## Supplied text
○ ○ ○ ○ ○ ○ ○

In practice, many creditors – particularly those holding smaller third-class claims – do not attend the creditors meeting. This is a rational economic decision when the claim value is modest and distribution prospects are poor. However, for creditors whose claims represent a material share of total admitted debt, absence from the meeting means ceding influence over decisions that directly affect recovery. A creditor who does not appear and does not designate a representative has no input into, for example, the decision whether to pursue a fraudulent transfer action that might augment the distributable estate.
Fraudulent transfer analysis is a significant dimension of Swiss insolvency proceedings. Under insolvency legislation, the administrator – or, in some circumstances, individual creditors acting with court authorisation – can challenge transactions entered into by the debtor within defined look-back periods before the opening order. Transactions at undervalue, payments to connected parties, and security granted to pre-existing creditors within the look-back window are all potentially voidable. Creditors with knowledge of such transactions should raise them with the administrator at the earliest opportunity.
Restructuring as an alternative to liquidation
Not every insolvency proceeding in Switzerland results in the dissolution and liquidation of the debtor. The Nachlassvertrag mechanism provides a genuine restructuring path for viable businesses. From a creditor's perspective, the critical question is whether the restructuring plan offers a better return than liquidation proceeds.

○ ○ ○ ○ ○ ○ ○

## Pointing records
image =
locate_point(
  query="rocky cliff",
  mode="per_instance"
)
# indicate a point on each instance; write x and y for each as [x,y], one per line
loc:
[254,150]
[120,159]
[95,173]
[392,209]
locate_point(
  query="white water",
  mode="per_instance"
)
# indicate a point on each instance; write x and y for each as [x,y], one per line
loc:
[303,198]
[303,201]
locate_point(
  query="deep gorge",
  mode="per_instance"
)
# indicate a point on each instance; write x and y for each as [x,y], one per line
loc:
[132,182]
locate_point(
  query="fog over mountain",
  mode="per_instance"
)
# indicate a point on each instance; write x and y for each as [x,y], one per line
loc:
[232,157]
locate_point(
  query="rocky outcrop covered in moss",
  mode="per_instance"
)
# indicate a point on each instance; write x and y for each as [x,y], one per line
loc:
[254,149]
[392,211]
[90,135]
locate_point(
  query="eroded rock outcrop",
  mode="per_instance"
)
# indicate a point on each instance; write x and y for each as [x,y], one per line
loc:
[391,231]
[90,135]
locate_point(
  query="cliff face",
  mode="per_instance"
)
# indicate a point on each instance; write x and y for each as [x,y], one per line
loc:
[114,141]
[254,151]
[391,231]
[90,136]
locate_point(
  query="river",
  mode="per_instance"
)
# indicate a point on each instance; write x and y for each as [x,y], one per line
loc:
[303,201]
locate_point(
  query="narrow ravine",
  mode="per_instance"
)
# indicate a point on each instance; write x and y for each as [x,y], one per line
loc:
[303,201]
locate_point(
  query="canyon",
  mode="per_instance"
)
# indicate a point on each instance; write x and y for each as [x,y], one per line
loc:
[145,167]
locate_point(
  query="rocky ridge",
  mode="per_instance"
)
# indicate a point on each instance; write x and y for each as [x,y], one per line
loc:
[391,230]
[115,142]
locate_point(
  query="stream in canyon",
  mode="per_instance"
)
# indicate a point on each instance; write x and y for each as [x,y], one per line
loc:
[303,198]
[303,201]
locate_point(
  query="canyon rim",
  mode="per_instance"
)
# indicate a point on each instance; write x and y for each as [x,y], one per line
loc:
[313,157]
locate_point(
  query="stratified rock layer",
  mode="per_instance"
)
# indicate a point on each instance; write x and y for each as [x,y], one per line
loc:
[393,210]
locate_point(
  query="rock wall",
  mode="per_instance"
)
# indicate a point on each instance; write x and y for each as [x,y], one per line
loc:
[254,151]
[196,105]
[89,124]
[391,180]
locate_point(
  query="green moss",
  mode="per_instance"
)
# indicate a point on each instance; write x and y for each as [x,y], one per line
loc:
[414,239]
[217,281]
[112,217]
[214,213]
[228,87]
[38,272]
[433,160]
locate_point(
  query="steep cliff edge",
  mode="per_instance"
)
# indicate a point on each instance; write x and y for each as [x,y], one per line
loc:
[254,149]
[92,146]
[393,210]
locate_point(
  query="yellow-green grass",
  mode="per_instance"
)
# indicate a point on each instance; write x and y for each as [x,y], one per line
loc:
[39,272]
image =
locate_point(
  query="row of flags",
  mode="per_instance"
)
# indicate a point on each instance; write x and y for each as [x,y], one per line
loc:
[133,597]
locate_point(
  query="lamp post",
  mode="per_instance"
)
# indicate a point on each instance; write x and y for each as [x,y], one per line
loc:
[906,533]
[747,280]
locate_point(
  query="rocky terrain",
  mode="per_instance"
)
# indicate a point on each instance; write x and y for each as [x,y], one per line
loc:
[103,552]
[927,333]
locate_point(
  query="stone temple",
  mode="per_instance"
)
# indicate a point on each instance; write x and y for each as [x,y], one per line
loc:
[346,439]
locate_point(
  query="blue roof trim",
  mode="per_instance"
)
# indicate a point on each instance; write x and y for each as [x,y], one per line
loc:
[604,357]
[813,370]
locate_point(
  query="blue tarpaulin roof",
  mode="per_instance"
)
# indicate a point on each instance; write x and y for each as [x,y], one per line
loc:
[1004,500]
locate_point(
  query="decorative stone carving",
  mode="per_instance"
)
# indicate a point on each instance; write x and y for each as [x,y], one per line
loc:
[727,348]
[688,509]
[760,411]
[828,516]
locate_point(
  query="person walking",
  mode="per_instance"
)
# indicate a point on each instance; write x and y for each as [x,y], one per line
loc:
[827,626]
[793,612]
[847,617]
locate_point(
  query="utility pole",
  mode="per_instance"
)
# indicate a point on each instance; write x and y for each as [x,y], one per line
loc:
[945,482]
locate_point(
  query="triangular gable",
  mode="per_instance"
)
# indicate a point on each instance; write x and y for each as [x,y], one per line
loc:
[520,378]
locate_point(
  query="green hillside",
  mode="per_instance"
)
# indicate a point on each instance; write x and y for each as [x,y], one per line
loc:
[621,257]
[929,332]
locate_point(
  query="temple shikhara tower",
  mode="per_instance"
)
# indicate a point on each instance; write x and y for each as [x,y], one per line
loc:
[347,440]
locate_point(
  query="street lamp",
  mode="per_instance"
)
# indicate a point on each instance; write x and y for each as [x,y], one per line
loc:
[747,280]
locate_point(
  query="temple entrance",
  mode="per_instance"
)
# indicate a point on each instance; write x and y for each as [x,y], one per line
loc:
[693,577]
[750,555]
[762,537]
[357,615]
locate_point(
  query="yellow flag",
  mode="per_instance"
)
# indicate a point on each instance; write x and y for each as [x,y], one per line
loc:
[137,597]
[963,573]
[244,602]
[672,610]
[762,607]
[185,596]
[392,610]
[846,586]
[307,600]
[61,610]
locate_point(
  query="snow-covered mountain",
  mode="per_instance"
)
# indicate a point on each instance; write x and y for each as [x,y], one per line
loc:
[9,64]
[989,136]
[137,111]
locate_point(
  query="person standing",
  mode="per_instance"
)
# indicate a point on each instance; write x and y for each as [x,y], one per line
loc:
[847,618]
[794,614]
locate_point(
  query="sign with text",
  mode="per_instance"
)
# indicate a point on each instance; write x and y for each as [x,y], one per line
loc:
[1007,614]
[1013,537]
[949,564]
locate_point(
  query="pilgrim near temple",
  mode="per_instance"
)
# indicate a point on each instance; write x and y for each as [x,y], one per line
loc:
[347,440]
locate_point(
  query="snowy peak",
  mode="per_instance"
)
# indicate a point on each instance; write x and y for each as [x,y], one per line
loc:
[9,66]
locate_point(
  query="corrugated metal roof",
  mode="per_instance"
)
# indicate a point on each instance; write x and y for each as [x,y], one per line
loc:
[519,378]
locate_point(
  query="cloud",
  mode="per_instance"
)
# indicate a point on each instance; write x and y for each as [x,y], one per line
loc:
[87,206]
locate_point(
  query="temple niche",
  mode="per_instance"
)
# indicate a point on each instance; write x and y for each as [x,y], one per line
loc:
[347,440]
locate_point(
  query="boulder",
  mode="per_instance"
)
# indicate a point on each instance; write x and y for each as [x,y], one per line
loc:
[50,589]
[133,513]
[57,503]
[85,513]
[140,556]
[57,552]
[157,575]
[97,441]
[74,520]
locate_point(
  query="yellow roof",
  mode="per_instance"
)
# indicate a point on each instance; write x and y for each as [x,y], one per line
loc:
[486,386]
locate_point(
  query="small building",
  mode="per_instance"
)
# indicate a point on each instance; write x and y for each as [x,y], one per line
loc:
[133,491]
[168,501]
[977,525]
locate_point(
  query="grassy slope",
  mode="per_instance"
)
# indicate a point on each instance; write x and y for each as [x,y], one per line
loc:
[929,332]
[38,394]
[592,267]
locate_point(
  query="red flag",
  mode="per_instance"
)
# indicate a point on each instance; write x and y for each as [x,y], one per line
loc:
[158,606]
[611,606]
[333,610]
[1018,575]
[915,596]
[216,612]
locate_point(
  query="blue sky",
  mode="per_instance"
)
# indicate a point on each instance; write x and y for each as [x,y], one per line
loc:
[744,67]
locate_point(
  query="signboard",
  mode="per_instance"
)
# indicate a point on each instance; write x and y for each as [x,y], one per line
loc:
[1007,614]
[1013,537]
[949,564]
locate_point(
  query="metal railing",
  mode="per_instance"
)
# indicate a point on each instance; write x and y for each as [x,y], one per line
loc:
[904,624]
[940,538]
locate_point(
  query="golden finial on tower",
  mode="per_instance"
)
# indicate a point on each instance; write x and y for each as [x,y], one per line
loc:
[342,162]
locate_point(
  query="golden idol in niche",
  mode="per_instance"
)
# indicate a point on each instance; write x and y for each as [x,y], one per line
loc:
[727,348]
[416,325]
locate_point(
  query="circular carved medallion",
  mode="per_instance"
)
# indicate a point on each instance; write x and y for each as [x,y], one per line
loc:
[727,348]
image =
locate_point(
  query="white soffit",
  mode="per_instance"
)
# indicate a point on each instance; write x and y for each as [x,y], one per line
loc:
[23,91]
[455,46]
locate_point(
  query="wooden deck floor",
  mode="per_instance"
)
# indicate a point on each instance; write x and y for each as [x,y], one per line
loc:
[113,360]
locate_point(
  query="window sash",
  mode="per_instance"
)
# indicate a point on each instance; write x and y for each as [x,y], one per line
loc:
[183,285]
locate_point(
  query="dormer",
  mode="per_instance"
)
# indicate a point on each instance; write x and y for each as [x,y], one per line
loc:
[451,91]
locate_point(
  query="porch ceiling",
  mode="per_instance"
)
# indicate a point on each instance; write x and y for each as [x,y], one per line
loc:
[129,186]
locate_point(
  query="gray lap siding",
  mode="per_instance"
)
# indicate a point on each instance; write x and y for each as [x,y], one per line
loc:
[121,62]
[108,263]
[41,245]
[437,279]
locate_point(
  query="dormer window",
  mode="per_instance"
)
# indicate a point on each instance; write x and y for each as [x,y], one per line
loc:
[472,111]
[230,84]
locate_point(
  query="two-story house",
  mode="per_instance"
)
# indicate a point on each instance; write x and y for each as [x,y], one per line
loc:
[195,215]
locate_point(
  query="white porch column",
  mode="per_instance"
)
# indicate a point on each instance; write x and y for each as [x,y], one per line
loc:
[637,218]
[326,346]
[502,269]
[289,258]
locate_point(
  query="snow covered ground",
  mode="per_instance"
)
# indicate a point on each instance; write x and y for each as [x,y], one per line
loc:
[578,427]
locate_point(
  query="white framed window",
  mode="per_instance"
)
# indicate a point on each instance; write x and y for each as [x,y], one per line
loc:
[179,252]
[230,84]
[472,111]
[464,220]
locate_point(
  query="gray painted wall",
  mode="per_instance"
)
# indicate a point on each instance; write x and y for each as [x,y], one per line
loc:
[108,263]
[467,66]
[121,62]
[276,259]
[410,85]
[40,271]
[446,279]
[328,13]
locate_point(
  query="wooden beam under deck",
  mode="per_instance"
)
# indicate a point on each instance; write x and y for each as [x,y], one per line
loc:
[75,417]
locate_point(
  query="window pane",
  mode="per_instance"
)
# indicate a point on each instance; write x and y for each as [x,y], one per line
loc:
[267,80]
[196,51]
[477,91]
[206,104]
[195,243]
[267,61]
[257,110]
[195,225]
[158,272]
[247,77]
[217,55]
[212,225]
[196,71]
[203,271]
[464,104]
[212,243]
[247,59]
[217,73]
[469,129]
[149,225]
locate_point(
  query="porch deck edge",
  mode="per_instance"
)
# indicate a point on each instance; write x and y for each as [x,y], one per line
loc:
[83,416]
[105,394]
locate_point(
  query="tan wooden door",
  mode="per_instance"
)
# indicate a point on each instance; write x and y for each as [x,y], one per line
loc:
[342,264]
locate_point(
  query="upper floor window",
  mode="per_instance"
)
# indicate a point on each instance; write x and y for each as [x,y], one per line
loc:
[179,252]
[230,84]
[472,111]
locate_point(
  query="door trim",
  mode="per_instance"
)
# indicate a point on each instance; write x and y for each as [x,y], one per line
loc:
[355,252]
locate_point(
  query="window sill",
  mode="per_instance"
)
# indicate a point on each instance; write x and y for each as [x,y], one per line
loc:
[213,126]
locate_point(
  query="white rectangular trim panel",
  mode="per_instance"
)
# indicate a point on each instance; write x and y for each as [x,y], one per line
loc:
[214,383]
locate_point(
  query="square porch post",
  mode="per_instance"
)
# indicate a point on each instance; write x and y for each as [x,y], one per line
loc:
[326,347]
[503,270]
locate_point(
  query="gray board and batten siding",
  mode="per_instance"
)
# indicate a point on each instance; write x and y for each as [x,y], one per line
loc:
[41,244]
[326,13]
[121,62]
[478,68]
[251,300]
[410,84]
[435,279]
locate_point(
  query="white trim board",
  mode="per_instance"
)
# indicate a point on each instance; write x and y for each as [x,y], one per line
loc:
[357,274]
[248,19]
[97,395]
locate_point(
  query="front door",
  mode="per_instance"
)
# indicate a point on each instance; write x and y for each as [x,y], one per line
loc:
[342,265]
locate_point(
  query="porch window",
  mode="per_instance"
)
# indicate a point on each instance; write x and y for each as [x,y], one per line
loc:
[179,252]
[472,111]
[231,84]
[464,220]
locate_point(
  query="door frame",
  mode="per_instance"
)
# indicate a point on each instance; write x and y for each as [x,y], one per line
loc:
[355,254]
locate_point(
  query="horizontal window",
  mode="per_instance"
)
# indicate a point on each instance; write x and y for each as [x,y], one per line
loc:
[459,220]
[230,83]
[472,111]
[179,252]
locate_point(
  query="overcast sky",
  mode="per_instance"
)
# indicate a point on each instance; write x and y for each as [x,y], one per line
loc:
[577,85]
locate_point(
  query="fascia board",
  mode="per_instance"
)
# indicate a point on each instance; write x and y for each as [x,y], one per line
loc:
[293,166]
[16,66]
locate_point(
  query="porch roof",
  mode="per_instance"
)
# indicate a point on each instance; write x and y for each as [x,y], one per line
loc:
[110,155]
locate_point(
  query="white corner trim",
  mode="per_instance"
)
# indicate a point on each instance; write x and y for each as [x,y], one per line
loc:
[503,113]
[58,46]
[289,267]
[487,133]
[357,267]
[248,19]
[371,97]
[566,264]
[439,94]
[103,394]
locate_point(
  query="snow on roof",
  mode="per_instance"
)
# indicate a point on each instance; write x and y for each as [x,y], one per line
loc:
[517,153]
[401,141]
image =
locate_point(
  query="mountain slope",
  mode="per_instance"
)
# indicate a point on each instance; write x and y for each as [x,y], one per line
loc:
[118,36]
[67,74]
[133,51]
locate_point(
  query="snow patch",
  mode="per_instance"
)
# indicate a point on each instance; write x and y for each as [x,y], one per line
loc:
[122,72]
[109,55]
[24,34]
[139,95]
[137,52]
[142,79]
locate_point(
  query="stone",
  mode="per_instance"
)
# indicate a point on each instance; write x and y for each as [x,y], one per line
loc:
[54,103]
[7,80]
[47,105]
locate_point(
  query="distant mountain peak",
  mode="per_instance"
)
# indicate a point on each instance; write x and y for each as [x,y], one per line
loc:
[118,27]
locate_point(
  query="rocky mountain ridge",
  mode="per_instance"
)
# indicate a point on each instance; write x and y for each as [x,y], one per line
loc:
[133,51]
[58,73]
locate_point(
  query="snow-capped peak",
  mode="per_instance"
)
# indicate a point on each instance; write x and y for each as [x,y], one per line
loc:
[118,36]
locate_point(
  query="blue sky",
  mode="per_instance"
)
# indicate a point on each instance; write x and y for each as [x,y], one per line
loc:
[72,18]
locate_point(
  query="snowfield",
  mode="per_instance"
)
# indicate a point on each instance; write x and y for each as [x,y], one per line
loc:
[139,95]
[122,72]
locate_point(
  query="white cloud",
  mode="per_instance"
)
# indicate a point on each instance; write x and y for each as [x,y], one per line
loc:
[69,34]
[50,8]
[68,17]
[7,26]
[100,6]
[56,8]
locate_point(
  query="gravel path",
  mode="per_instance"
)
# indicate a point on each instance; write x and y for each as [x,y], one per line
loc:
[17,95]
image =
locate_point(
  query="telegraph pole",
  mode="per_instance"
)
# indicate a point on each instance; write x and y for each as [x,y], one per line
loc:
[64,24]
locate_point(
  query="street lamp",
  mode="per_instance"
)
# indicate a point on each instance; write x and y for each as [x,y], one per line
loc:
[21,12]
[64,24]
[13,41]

○ ○ ○ ○ ○ ○ ○

## Work instructions
• a. Condense the paragraph of the Swiss insolvency text that begins "Fraudulent transfer analysis is" into a short bulleted list that keeps its main facts.
• b. Carry on the Swiss insolvency text from the point where it stops.

## Answer set
• a.
- Fraudulent transfer analysis is a significant part of Swiss insolvency proceedings.
- The administrator, or in some circumstances individual creditors with court authorization, can challenge transactions the debtor made within defined look-back periods before the opening order.
- Transactions at undervalue, payments to connected parties and security granted to pre-existing creditors within the look-back window are all potentially voidable.
- Creditors who know of such transactions should raise them with the administrator as early as possible.

• b.
A restructuring plan must be approved by a double majority: a majority of creditors by number, and creditors representing a majority of total admitted claim value. Once approved by the court, the plan binds all unsecured creditors – including those who voted against it. This is a binding-out mechanism comparable to schemes of arrangement in common law systems, though the procedural architecture differs.
Creditors evaluating a proposed restructuring plan should examine several factors. First, the plan must identify the source of continued financing and the operational changes that underpin the viability case. A plan without committed funding is rarely confirmed. Second, the recovery rate offered under the plan should be compared against a realistic liquidation analysis prepared by the administrator or an independent expert. Third, the treatment of secured and first- and second-class creditors under the plan affects what is available to third-class creditors. A plan that pays secured and priority creditors in full while offering minimal recovery to unsecured creditors may still pass the double majority test if a sufficient number of unsecured creditors by count accept it. even if the largest by value reject it.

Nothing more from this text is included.